Multi-omics analysis identifies therapeutic vulnerabilities in triple-negative breast cancer subtypes

244

Citations

81

References

2021

Year

TLDR

Triple‑negative breast cancer comprises diverse subtypes with distinct transcriptional, biological, and immune profiles, including basal‑like, mesenchymal, and luminal androgen receptor variants, and these differences point to subtype‑specific therapeutic opportunities. The study performed an integrative multi‑omics analysis—mutation, copy‑number, transcriptomic, epigenetic, proteomic, and phospho‑proteomic profiling—to map the genomic landscape of TNBC subtypes. Mesenchymal TNBC tumors exhibit high mutation burden, genomic instability, immune‑cell paucity, low PD‑L1, hypomethylation, and suppressed antigen presentation via PRC2‑mediated H3K27me3; inhibiting PRC2 restores MHC‑I and improves chemotherapy response in mouse models, supporting PRC2 inhibitors for PD‑L1‑negative mesenchymal disease.

Abstract

Abstract Triple-negative breast cancer (TNBC) is a collection of biologically diverse cancers characterized by distinct transcriptional patterns, biology, and immune composition. TNBCs subtypes include two basal-like (BL1, BL2), a mesenchymal (M) and a luminal androgen receptor (LAR) subtype. Through a comprehensive analysis of mutation, copy number, transcriptomic, epigenetic, proteomic, and phospho-proteomic patterns we describe the genomic landscape of TNBC subtypes. Mesenchymal subtype tumors display high mutation loads, genomic instability, absence of immune cells, low PD-L1 expression, decreased global DNA methylation, and transcriptional repression of antigen presentation genes. We demonstrate that major histocompatibility complex I (MHC-I) is transcriptionally suppressed by H3K27me3 modifications by the polycomb repressor complex 2 (PRC2). Pharmacological inhibition of PRC2 subunits EZH2 or EED restores MHC-I expression and enhances chemotherapy efficacy in murine tumor models, providing a rationale for using PRC2 inhibitors in PD-L1 negative mesenchymal tumors. Subtype-specific differences in immune cell composition and differential genetic/pharmacological vulnerabilities suggest additional treatment strategies for TNBC.

▶ Directions:
**a.** Answer these questions from the passage on triple-negative breast cancer subtypes.
(i) How many basal-like subtypes does TNBC include?
(ii) What complex suppresses MHC-I through H3K27me3 modifications?
(iii) Which PRC2 subunits were pharmacologically inhibited?
**b.** Extract from the passage on triple-negative breast cancer subtypes the part that opens with the words containing "Triple‑negative breast cancer" and closes with "PD‑L1‑negative mesenchymal disease.".
**c.** In one to three sentences, explain the basis that the passage on triple-negative breast cancer subtypes gives for using PRC2 inhibitors in PD-L1 negative mesenchymal tumors.

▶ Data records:

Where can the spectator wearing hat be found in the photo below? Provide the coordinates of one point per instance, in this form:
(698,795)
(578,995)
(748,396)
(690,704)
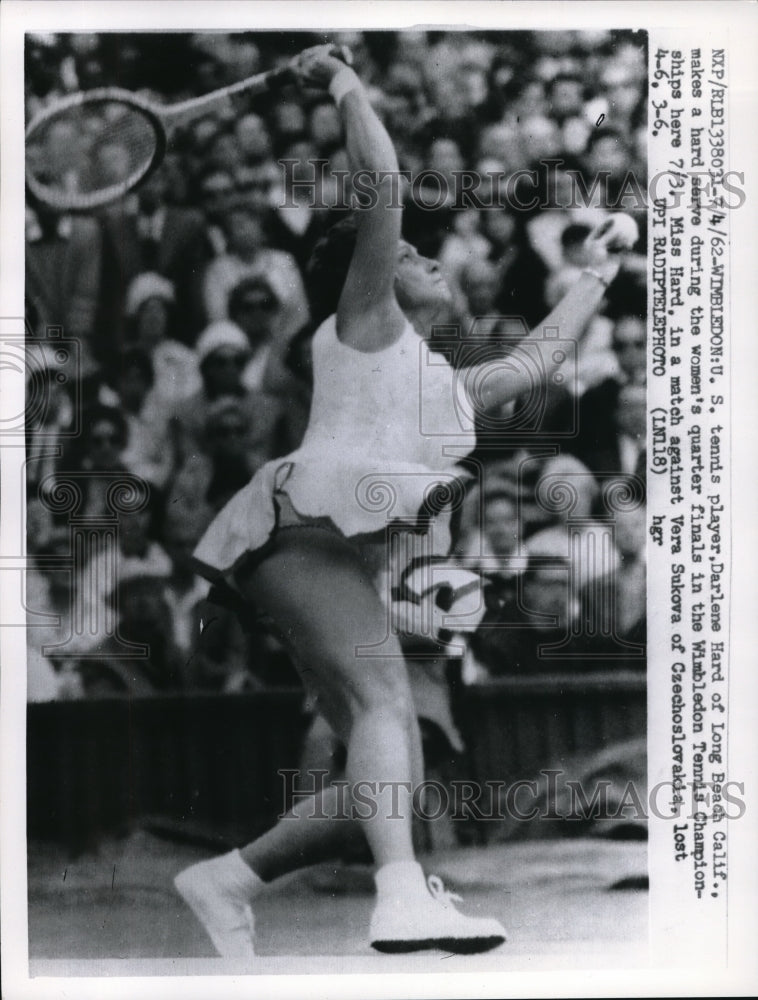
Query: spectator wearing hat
(223,464)
(148,233)
(249,254)
(223,352)
(148,452)
(63,271)
(150,308)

▶ Completed exercise:
**a.**
(i) Two, BL1 and BL2.
(ii) The polycomb repressor complex 2 (PRC2).
(iii) EZH2 and EED.

**b.**
Triple‑negative breast cancer comprises diverse subtypes with distinct transcriptional, biological, and immune profiles, including basal‑like, mesenchymal, and luminal androgen receptor variants, and these differences point to subtype‑specific therapeutic opportunities. The study performed an integrative multi‑omics analysis—mutation, copy‑number, transcriptomic, epigenetic, proteomic, and phospho‑proteomic profiling—to map the genomic landscape of TNBC subtypes. Mesenchymal TNBC tumors exhibit high mutation burden, genomic instability, immune‑cell paucity, low PD‑L1, hypomethylation, and suppressed antigen presentation via PRC2‑mediated H3K27me3; inhibiting PRC2 restores MHC‑I and improves chemotherapy response in mouse models, supporting PRC2 inhibitors for PD‑L1‑negative mesenchymal disease.

**c.** MHC-I is transcriptionally suppressed by H3K27me3 modifications made by PRC2. In murine tumor models, inhibiting the PRC2 subunits EZH2 or EED restored MHC-I expression and enhanced chemotherapy efficacy.